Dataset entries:
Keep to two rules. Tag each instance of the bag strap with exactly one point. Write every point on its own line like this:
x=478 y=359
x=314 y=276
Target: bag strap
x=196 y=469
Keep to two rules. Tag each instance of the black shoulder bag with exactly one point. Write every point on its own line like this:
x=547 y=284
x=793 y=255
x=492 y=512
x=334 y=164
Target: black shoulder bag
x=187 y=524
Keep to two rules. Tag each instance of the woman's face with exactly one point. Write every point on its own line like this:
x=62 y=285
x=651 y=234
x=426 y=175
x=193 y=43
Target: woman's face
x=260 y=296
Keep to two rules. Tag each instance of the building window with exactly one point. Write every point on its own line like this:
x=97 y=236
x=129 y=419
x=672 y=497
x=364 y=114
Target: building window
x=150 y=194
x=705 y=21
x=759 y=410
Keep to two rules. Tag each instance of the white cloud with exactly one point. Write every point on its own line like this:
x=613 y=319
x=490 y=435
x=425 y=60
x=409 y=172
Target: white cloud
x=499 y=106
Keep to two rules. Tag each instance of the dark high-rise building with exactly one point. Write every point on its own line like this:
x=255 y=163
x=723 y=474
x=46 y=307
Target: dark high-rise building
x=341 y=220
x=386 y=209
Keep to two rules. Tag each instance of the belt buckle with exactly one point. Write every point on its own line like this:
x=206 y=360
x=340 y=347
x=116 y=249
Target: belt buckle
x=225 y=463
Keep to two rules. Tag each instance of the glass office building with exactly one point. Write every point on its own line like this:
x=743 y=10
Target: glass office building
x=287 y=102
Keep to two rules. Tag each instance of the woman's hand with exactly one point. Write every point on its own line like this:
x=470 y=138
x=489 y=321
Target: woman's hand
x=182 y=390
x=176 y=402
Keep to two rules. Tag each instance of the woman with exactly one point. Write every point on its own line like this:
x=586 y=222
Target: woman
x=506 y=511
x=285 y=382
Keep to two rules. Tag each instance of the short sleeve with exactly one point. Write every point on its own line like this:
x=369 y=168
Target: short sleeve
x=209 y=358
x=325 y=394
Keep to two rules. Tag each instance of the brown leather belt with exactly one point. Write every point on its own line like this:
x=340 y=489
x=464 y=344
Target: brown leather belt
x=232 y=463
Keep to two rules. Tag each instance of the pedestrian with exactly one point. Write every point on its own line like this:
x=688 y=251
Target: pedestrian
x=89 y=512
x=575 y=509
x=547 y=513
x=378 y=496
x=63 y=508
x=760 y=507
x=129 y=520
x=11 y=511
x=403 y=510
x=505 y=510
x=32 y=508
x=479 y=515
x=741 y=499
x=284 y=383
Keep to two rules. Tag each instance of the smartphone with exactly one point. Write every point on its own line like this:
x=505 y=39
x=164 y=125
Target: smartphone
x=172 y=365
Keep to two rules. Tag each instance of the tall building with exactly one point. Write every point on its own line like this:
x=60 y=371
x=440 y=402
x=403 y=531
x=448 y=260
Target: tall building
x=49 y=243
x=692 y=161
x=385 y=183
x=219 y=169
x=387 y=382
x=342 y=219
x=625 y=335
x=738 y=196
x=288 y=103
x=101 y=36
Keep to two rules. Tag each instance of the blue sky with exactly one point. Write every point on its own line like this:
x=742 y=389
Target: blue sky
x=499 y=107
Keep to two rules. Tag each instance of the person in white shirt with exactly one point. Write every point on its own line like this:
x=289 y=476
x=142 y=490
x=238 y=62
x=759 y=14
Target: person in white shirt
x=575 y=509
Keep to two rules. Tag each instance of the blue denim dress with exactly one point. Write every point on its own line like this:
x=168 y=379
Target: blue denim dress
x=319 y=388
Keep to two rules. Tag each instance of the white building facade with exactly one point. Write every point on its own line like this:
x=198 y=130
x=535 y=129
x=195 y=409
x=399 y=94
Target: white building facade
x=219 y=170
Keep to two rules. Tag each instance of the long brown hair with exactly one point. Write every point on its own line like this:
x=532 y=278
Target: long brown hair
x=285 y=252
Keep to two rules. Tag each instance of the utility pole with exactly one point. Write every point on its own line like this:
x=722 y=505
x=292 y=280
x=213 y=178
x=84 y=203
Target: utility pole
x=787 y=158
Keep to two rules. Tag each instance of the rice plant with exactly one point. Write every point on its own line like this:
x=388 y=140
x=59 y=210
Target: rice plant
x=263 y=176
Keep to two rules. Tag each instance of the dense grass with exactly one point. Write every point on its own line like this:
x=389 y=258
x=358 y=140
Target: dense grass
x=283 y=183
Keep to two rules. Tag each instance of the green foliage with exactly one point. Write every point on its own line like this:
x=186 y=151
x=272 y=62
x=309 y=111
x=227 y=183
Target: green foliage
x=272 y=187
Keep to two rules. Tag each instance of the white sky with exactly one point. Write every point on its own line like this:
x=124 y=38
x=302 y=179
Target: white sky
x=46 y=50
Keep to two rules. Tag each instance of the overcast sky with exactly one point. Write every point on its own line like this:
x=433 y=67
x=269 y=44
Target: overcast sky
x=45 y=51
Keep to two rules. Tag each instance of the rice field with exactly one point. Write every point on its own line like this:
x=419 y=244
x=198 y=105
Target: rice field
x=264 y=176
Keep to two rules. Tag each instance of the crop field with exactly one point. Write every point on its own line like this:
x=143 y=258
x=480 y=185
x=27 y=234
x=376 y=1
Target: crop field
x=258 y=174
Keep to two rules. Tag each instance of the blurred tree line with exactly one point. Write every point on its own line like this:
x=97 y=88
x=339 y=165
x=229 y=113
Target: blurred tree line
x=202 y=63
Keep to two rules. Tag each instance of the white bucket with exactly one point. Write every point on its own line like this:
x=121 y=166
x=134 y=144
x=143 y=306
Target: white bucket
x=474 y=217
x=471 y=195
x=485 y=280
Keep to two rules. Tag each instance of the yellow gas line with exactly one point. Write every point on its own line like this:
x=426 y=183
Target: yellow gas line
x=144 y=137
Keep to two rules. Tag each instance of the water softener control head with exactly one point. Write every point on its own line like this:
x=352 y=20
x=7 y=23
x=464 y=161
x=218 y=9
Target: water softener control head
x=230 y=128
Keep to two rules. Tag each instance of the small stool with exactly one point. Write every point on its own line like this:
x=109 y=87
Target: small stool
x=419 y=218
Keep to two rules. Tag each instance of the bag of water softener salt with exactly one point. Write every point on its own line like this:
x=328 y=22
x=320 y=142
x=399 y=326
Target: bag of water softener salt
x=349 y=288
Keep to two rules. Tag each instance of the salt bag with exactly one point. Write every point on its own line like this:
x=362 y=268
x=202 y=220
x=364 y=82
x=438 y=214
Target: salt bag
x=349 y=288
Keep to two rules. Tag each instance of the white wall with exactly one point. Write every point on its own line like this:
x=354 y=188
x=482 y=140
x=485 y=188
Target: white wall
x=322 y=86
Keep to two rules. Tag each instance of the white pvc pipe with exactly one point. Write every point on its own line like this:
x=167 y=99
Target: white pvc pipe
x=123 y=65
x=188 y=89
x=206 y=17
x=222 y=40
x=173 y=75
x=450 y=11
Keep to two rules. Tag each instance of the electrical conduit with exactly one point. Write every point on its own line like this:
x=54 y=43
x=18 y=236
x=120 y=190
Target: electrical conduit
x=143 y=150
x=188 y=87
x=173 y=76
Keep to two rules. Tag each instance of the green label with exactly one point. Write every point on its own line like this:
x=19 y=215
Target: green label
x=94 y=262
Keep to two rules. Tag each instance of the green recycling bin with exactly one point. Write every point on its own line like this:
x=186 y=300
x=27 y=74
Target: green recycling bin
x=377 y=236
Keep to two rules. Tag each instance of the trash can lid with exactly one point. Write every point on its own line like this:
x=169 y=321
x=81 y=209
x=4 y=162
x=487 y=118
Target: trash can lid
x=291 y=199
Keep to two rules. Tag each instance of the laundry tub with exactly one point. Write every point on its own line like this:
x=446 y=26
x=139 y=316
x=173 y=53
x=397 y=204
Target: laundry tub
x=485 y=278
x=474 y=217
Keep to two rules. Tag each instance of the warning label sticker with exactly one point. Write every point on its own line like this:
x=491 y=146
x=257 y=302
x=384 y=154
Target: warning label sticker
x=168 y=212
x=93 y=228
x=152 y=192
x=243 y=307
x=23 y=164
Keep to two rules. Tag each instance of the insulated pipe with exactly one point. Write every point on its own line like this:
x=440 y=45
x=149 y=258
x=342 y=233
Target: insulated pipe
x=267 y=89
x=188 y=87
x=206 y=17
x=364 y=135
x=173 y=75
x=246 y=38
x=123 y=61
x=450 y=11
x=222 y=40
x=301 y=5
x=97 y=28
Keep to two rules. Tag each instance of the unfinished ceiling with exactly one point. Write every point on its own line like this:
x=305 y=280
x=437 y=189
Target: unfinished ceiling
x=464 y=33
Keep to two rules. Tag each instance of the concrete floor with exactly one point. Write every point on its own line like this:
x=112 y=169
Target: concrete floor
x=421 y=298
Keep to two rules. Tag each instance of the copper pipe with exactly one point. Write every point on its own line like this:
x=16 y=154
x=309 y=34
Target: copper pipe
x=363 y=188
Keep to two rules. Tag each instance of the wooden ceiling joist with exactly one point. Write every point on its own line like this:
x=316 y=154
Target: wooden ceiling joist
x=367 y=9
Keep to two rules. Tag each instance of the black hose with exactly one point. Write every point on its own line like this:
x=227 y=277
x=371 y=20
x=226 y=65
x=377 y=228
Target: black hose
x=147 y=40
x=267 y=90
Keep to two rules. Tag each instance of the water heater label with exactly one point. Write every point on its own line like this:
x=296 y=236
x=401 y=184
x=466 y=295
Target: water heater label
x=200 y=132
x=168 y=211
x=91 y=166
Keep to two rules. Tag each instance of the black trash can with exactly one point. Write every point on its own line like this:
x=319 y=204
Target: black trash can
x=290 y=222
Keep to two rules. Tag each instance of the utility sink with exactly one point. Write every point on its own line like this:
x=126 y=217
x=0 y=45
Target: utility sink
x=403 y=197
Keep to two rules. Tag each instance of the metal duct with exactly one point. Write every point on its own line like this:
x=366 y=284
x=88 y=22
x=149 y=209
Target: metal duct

§ **AIM OF THE TASK**
Which of the lines above contain "duct"? Return them all.

§ **YOUR SOLUTION**
Keep to two rules. Tag each instance of the metal duct with exactly one point. Write every point on its own line like this:
Target: metal duct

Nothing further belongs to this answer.